Hebbende dus grond om eene openbaring van Gods wil en plan te verwachten, en bevonden hebbende dat de Bijbel, welke beweert die openbaring te zijn, geschreven is geworden door mannen, wier doel wij om geen enkelen reden hebben te betwijfelen, toch integendeel goed te keuren, laat ons nu het karakter dier schriften, van welke men beweert dat zij ingegeven zijn, onderzoeken, om te zien of hetgeen zij leeren, overeenkomt met het karakter dat wij billijkerwijze aan God toeschrijven, en of zij in zich zelven het bewijs hunner oprechtheid bezitten.

De eerste vijf boeken van het Nieuwe Testament, en verscheidene boeken van het Oude Testament, zijn verhalen of geschiedenissen van feiten aan de schrijvers bekend, en door hun karakter bekrachtigd. Het is voor iedereen duidelijk, dat er geen bijzondere openbaring noodig was om de waarheid te vertellen omtrent zaken, die hun ten volle bekend waren. Toch, aangezien God zulk eene openbaring aan den mensch wenschte te geven, zoude het feit, dat deze verhalen van vootbijgaande gebeurtenissen iets te maken hebben met die openbaring, genoegzamen  grond geven te denken, dat God het alzoo zoude besturen en beschikken, dat de eerlijke schrijver, door Hem voor het werk uitgekozen, met de noodige feiten in aanraking werd gebracht. De geloofwaardigheid van deze historische gedeelten van den Bijbel berust bijna geheel op de karakters en de beginselen van de schrijvers. Een reine bron zal geen bitter water voortbrengen. Goede menschen zullen geen leugens uitspreken. En de gezamentlijke getuigenissen dezer geschriften brengen elk vermoeden, dat hun schrijvers iets kwaads zouden zeggen of doen, opdat het goede er uit volgen zoude, tot zwijgen.

......

● **Opdracht**:
Herhaal woordelijk het stuk uit de tekst over de Bijbel dat begint met "Hebbende dus grond" en doorloopt tot en met "hunner oprechtheid bezitten.". De gegevens zijn hier niet nodig.

......

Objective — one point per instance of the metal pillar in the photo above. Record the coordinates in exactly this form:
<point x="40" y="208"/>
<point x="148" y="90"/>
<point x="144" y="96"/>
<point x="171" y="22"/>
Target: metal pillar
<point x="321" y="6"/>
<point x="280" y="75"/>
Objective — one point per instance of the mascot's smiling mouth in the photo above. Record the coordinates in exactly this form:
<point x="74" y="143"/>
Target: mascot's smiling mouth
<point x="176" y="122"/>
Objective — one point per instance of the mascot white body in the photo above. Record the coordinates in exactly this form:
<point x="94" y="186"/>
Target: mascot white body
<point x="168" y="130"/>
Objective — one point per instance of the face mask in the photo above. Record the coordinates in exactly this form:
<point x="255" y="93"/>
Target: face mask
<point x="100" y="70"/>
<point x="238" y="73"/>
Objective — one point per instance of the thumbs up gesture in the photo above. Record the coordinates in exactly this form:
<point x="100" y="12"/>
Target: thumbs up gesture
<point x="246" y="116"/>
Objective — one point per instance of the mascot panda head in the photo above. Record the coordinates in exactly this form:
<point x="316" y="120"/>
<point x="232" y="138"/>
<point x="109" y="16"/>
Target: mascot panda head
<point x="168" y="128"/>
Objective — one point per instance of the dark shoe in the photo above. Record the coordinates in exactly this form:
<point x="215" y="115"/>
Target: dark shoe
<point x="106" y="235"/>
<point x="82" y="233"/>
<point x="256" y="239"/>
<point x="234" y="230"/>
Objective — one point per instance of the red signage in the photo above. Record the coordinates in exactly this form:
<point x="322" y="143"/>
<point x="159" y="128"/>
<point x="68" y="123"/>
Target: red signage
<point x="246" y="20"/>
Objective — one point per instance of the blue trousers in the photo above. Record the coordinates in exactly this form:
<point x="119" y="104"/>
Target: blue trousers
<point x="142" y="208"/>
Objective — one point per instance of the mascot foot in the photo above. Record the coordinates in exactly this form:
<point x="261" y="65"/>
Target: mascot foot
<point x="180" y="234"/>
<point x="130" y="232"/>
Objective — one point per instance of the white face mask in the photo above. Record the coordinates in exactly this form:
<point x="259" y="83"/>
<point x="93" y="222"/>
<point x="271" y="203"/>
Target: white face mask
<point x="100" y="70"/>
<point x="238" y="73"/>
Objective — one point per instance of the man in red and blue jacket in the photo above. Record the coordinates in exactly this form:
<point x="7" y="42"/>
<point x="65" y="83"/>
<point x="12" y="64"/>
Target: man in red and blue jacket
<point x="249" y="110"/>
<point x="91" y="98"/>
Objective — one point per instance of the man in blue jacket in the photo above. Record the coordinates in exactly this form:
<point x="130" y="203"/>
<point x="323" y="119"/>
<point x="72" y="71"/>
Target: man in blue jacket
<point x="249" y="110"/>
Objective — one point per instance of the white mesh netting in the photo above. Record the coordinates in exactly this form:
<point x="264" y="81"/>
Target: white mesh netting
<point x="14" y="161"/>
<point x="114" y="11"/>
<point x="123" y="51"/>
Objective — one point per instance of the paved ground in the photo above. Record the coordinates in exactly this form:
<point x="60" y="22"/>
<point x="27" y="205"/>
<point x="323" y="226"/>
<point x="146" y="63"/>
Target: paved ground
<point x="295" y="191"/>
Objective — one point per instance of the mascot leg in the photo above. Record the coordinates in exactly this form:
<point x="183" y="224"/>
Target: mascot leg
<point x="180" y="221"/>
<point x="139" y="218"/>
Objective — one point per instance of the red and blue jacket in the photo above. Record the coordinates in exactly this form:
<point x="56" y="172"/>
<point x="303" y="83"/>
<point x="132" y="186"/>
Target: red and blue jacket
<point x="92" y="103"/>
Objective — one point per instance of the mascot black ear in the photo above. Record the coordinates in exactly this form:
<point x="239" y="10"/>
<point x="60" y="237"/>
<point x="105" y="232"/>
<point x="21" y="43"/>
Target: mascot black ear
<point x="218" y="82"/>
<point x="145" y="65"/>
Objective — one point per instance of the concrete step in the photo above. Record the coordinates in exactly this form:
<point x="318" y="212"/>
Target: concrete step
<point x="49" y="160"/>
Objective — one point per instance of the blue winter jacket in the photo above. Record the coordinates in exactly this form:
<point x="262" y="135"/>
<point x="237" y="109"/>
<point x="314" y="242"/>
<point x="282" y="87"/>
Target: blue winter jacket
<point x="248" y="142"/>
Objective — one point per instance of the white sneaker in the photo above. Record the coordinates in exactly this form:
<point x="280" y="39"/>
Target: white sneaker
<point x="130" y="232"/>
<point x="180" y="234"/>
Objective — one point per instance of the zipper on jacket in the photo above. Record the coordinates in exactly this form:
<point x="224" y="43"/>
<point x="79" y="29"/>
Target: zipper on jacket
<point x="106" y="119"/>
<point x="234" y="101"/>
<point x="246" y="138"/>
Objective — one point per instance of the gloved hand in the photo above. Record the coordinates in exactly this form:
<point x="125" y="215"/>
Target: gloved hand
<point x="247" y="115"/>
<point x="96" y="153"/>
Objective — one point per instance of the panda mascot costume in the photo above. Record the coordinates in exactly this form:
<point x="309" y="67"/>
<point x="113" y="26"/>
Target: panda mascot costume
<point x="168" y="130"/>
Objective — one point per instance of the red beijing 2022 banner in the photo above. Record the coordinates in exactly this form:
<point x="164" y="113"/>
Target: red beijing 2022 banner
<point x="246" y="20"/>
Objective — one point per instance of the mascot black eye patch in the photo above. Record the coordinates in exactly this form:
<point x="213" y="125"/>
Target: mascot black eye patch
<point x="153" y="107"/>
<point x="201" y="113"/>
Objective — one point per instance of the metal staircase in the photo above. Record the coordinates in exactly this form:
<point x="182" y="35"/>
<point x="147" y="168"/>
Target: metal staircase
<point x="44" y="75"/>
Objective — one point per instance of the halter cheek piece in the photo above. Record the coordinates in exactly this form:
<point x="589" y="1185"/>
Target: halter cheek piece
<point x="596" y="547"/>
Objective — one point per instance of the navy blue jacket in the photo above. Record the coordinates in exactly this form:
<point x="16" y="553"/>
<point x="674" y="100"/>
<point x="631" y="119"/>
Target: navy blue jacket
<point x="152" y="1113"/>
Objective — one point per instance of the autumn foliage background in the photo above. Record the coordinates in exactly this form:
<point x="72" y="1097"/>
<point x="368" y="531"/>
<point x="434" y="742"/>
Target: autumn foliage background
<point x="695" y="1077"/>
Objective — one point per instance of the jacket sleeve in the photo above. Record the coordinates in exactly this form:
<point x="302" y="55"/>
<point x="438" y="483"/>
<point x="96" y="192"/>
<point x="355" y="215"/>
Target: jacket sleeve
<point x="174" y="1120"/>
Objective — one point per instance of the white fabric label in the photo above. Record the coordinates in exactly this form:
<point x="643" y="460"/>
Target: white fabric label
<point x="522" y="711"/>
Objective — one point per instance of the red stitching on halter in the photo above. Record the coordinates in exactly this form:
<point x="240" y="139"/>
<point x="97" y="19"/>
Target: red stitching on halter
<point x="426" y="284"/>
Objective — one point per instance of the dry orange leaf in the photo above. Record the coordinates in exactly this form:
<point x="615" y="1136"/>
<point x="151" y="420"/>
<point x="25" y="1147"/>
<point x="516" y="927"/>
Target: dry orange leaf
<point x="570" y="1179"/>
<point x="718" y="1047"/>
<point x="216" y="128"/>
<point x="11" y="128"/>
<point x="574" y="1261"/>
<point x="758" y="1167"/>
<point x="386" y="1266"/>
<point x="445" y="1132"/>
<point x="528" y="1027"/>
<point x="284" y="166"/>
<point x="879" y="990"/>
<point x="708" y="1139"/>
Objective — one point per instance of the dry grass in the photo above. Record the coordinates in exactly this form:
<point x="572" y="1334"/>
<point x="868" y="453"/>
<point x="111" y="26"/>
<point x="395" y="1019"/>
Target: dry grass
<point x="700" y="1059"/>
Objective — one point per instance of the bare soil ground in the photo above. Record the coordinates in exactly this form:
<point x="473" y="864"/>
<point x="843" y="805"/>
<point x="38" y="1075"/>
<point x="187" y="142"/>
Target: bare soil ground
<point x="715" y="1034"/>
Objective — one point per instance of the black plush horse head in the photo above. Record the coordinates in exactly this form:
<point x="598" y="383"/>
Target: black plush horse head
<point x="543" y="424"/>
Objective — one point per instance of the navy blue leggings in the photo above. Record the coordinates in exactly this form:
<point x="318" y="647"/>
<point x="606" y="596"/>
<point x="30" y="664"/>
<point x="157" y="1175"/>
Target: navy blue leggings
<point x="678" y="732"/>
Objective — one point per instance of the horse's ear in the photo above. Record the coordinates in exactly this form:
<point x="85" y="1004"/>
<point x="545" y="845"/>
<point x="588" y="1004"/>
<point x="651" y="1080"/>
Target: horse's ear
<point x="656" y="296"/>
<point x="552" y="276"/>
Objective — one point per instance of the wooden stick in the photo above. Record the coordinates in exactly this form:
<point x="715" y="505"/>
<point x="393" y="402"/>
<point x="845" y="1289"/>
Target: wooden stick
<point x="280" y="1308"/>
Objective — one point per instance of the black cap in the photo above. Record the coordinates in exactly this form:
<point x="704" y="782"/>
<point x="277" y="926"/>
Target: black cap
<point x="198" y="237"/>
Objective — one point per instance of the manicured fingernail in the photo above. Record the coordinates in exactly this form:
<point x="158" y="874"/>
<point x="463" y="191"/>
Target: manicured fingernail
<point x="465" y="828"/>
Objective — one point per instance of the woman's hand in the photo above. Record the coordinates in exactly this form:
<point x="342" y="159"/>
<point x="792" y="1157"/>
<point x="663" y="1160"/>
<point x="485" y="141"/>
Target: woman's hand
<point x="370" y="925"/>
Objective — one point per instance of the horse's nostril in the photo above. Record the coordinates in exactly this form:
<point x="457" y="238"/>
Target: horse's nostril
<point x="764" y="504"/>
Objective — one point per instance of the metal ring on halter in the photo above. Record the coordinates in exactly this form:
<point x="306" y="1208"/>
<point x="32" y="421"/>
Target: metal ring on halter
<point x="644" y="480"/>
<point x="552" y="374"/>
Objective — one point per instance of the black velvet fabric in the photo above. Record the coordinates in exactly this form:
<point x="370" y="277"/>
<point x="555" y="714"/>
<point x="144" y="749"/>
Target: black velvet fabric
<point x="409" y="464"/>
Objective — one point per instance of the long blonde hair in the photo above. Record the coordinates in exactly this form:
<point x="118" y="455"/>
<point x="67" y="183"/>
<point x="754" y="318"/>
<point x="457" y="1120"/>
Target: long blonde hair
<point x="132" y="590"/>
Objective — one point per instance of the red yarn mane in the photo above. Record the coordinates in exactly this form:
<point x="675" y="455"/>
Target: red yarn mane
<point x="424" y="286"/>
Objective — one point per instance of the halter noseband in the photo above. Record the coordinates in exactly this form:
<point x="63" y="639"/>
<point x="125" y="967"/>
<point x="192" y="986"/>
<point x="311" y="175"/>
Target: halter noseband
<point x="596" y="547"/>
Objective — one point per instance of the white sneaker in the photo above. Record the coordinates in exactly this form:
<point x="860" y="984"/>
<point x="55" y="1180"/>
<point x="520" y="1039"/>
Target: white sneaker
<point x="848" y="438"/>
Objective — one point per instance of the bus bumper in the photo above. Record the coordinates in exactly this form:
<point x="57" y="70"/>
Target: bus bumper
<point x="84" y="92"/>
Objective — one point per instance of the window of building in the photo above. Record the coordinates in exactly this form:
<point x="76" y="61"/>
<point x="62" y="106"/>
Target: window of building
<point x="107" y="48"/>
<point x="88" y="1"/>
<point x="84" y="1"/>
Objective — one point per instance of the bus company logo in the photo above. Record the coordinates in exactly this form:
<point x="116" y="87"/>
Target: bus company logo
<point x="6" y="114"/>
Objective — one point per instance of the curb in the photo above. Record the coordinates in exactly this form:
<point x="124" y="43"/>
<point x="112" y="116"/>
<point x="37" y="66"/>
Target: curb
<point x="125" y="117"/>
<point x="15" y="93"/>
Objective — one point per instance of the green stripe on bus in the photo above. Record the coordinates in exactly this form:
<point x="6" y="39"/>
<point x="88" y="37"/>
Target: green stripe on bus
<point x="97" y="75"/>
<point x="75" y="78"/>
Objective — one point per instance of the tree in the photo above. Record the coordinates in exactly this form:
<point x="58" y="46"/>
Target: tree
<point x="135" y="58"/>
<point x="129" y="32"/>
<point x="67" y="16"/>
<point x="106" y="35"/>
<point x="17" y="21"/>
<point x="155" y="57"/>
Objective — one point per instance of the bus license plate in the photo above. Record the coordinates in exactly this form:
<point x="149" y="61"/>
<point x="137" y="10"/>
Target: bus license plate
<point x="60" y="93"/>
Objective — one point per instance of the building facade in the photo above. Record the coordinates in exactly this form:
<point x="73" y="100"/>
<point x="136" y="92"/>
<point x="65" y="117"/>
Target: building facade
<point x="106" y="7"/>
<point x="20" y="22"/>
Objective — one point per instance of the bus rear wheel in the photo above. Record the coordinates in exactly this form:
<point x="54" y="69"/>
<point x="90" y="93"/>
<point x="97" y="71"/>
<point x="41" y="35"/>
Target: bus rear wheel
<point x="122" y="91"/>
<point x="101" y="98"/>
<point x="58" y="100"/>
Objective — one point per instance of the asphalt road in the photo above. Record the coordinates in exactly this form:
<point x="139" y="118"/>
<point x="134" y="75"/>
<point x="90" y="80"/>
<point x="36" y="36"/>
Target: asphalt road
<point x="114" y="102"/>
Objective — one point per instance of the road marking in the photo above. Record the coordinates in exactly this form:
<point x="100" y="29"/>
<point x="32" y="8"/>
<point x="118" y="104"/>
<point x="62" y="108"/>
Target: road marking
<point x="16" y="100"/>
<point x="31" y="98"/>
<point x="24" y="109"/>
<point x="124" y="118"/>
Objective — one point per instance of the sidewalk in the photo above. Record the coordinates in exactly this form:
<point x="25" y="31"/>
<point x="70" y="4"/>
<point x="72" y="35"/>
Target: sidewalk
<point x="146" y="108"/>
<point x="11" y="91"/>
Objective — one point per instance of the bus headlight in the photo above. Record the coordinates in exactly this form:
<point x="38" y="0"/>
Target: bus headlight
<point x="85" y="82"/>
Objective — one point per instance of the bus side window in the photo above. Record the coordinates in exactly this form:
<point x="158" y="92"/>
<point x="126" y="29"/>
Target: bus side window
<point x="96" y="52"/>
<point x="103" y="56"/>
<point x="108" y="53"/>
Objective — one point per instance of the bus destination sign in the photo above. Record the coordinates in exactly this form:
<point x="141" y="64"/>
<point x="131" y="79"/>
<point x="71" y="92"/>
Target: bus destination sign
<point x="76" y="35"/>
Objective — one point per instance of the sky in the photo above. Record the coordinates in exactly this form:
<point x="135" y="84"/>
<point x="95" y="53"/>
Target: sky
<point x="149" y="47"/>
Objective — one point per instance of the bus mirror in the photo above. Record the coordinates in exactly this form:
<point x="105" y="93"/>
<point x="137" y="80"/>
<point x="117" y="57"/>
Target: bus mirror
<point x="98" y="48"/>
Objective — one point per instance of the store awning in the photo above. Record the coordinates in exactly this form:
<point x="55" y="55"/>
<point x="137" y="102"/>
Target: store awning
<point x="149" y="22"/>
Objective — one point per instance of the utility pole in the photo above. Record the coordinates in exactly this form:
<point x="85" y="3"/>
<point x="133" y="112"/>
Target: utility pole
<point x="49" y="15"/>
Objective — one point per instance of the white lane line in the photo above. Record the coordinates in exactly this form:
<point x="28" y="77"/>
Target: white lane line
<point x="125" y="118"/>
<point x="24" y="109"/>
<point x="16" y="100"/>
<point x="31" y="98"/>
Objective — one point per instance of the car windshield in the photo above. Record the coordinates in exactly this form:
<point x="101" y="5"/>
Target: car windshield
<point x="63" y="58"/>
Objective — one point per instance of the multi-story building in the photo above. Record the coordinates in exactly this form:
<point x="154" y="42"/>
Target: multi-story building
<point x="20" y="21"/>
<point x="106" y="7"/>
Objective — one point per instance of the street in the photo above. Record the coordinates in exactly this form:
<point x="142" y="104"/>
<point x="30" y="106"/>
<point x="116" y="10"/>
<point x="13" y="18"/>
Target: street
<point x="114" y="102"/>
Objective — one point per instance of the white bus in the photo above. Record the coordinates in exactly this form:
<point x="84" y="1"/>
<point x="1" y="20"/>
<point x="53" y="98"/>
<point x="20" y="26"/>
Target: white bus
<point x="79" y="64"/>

......

● **Antwoord**:
Hebbende dus grond om eene openbaring van Gods wil en plan te verwachten, en bevonden hebbende dat de Bijbel, welke beweert die openbaring te zijn, geschreven is geworden door mannen, wier doel wij om geen enkelen reden hebben te betwijfelen, toch integendeel goed te keuren, laat ons nu het karakter dier schriften, van welke men beweert dat zij ingegeven zijn, onderzoeken, om te zien of hetgeen zij leeren, overeenkomt met het karakter dat wij billijkerwijze aan God toeschrijven, en of zij in zich zelven het bewijs hunner oprechtheid bezitten.